WRITTEN REQUEST: Reproduce the material below verbatim, beginning at the line that contains "Every instance of the camouflage pants" and continuing through the line that contains "<point>715,43</point>", with both of those lines included. Copy nothing outside that span.

TASK INPUTS:
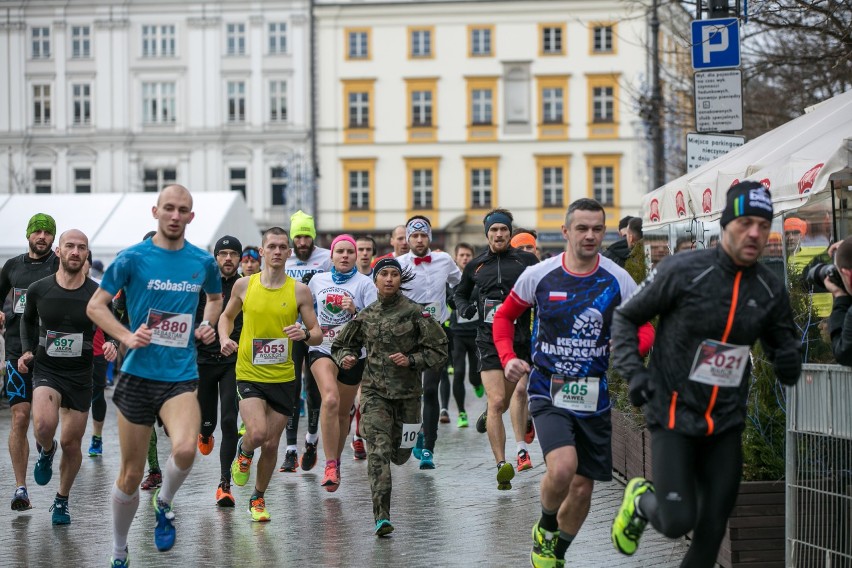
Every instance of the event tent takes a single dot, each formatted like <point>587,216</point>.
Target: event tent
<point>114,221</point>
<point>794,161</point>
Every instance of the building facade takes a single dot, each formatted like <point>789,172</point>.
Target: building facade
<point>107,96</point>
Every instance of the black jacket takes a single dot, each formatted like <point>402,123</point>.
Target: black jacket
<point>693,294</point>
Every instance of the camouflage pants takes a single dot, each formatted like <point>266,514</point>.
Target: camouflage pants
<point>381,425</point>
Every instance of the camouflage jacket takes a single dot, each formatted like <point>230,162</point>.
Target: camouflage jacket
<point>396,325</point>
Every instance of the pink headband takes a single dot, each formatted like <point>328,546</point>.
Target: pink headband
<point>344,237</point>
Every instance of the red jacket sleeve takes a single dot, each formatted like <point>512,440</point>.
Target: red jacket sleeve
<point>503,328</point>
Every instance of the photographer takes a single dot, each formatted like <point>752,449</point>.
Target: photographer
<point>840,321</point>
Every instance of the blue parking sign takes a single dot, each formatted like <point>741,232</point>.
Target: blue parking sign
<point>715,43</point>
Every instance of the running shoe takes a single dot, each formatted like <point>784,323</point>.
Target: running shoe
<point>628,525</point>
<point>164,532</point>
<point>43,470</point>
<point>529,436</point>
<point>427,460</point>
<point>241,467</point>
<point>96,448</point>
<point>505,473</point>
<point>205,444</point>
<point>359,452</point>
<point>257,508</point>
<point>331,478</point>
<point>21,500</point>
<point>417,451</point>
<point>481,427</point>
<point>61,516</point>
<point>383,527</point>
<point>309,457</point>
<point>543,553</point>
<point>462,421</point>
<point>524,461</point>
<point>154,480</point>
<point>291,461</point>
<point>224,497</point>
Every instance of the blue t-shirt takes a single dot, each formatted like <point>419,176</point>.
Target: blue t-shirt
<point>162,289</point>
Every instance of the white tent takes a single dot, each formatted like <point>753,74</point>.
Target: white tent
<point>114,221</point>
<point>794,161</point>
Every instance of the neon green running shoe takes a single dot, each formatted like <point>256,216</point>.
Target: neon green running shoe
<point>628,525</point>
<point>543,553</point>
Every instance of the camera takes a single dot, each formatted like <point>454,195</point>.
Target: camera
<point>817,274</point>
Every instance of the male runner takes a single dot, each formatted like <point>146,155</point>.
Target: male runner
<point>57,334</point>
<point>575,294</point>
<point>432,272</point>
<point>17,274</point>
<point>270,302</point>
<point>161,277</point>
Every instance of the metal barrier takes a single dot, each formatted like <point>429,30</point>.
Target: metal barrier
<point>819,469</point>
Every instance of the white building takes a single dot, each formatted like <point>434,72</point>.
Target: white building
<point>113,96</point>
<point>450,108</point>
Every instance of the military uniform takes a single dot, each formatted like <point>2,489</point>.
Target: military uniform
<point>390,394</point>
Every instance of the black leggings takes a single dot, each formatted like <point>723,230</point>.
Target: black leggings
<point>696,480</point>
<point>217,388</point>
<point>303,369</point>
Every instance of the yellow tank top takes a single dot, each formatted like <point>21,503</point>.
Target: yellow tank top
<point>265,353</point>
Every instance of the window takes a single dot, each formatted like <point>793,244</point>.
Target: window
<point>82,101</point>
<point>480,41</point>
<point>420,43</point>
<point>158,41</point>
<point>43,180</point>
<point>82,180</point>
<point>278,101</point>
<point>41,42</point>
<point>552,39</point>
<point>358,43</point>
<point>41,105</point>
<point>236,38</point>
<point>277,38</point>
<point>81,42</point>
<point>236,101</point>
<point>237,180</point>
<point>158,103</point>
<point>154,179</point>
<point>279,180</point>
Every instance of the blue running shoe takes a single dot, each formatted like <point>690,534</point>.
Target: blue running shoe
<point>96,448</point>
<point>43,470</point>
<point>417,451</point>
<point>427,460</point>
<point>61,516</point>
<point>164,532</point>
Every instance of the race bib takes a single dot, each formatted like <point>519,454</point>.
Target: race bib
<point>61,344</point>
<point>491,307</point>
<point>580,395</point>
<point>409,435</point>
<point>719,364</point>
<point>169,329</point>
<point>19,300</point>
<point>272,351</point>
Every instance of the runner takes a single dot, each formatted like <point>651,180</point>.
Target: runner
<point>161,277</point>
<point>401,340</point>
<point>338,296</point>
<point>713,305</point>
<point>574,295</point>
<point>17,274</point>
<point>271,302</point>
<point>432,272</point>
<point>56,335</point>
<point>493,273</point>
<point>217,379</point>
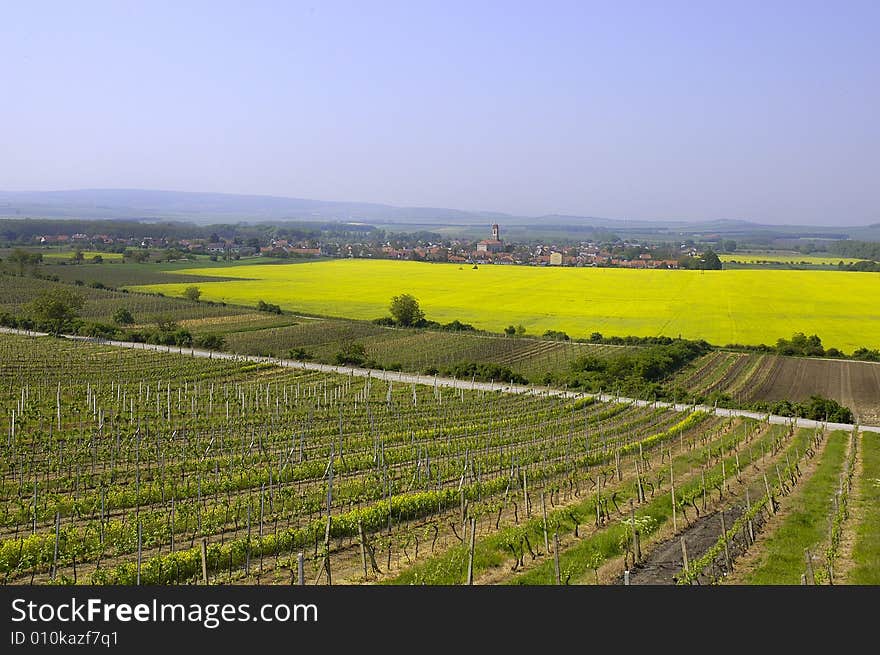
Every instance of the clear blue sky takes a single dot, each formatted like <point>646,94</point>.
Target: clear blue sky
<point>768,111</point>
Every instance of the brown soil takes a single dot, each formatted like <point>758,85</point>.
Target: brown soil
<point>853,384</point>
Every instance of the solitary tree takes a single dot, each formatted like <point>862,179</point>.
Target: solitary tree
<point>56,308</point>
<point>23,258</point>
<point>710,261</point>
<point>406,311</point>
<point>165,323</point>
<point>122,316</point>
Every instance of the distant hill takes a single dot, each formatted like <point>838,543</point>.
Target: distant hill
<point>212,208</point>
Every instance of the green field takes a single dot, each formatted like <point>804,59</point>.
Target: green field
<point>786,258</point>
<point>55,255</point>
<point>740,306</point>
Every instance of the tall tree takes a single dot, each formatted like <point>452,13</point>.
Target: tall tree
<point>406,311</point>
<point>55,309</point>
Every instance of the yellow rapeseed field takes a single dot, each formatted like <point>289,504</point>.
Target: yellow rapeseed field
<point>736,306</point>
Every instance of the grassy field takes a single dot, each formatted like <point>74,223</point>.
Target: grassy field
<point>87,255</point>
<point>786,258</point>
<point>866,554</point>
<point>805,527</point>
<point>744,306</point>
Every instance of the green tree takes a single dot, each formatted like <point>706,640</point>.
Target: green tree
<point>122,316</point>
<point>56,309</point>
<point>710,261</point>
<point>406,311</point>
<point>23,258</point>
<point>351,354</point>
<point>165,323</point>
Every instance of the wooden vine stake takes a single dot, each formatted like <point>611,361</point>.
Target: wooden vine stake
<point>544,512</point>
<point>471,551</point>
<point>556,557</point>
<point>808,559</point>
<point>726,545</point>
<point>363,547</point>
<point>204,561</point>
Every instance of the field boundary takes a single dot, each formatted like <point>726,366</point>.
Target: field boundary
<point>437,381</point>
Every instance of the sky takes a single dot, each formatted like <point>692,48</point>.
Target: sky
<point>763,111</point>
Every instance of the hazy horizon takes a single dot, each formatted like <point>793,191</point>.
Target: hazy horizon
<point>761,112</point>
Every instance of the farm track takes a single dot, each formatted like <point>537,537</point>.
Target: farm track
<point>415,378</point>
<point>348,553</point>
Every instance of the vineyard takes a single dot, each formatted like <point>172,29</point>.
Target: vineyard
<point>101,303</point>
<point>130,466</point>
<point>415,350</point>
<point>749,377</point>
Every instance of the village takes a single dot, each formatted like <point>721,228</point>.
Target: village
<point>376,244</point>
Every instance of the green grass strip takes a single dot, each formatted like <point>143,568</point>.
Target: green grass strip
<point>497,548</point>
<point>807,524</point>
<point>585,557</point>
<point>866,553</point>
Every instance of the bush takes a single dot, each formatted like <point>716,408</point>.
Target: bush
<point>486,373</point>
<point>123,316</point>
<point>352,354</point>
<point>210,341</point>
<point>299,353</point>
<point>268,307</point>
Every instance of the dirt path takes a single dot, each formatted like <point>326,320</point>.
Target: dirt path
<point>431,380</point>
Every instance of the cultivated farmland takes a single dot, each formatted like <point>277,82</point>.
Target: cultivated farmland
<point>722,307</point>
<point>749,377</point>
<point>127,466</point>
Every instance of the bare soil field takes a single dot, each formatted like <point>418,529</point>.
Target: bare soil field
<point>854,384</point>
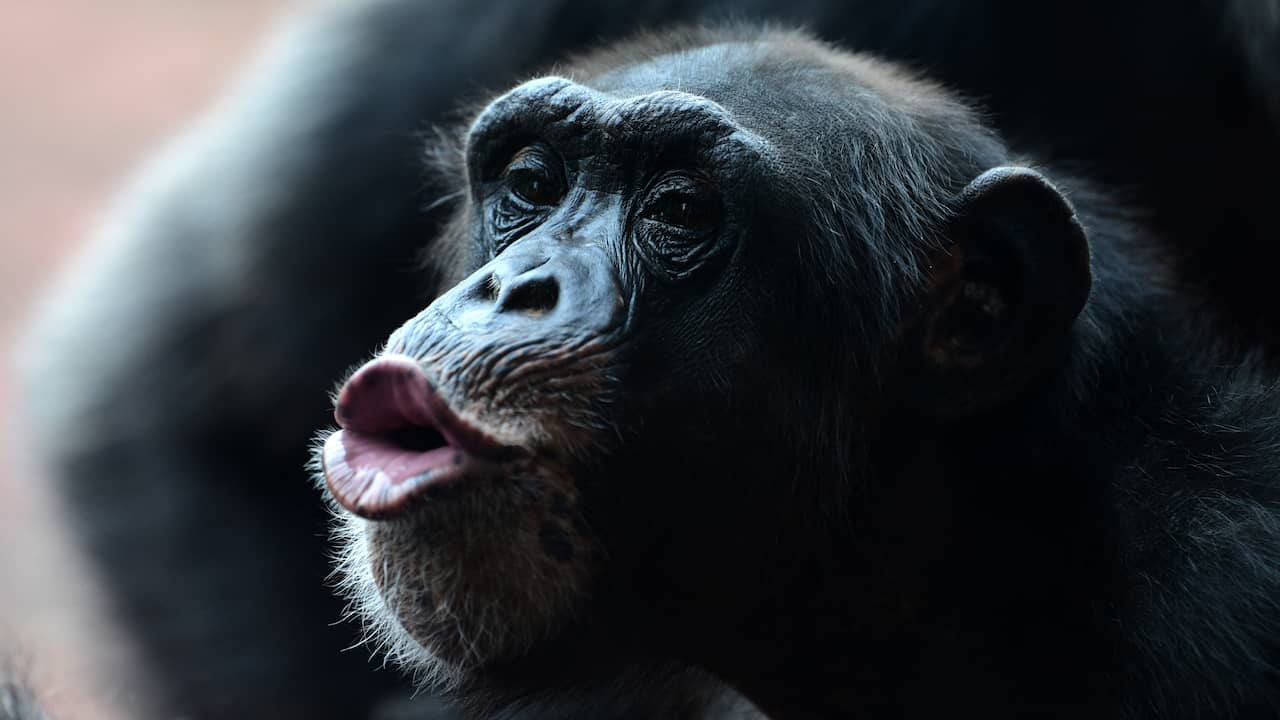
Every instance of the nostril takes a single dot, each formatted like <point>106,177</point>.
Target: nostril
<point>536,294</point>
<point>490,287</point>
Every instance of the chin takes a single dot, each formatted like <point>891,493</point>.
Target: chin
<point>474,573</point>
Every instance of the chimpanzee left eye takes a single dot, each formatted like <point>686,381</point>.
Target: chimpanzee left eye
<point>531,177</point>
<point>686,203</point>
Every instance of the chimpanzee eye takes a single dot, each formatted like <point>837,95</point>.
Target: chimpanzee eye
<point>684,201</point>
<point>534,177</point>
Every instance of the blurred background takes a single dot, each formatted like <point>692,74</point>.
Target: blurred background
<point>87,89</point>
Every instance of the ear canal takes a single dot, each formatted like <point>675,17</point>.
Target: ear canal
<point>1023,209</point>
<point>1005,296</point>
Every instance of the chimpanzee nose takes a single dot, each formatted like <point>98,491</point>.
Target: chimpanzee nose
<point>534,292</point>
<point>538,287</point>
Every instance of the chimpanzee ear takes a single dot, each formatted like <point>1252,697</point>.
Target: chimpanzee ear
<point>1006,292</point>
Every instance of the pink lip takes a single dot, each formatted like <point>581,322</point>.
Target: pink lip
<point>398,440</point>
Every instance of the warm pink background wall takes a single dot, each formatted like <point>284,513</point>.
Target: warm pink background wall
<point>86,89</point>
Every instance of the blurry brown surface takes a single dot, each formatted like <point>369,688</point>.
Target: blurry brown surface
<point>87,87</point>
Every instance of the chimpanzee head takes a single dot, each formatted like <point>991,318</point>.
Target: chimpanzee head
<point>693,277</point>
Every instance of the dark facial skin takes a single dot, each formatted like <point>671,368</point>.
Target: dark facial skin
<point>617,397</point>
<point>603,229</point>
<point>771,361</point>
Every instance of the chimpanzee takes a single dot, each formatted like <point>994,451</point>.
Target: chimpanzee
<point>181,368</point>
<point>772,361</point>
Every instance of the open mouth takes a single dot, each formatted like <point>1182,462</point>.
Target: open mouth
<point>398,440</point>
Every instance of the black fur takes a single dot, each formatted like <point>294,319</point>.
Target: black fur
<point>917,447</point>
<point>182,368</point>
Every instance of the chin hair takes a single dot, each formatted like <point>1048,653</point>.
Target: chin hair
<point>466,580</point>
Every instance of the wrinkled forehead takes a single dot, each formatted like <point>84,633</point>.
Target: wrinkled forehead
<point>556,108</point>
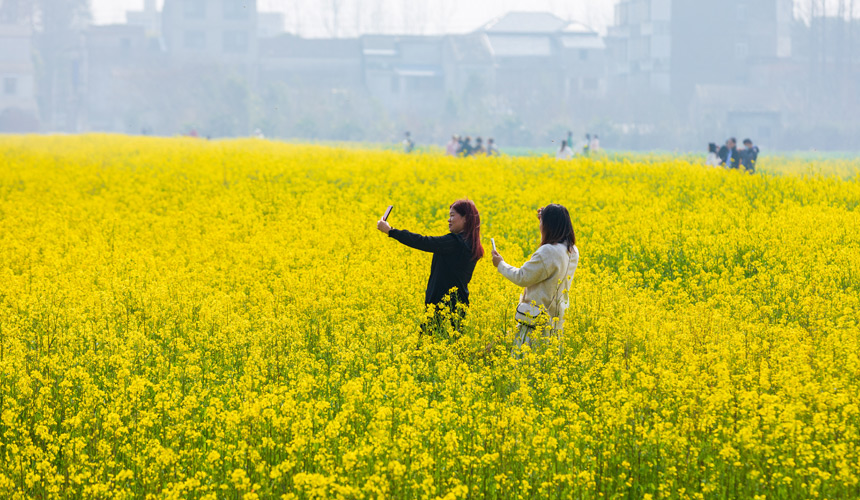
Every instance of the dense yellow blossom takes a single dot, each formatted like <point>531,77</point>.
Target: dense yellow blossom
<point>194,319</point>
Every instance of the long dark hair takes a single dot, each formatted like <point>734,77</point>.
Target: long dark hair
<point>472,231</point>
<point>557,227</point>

THE REPLY:
Every instance of the camouflage pants takes a single dot, each formatted like <point>266,514</point>.
Target: camouflage pants
<point>381,425</point>
Every instance of the camouflage jacket takes a single dot, each formatted like <point>230,162</point>.
Target: camouflage jacket
<point>396,325</point>
Every instance of the pink headband takes a single dot, each formatted like <point>328,546</point>.
Target: pink headband
<point>344,237</point>
Every instance of the red jacket sleeve takes a single dot, each formatted like <point>512,440</point>.
Target: red jacket sleeve
<point>503,328</point>
Every instance of the photographer takes a single dot, each formatted like <point>752,449</point>.
Target: photographer
<point>840,321</point>
Every instance of the blue parking sign takes a single dot, each formatted like <point>741,232</point>.
Target: blue parking sign
<point>715,43</point>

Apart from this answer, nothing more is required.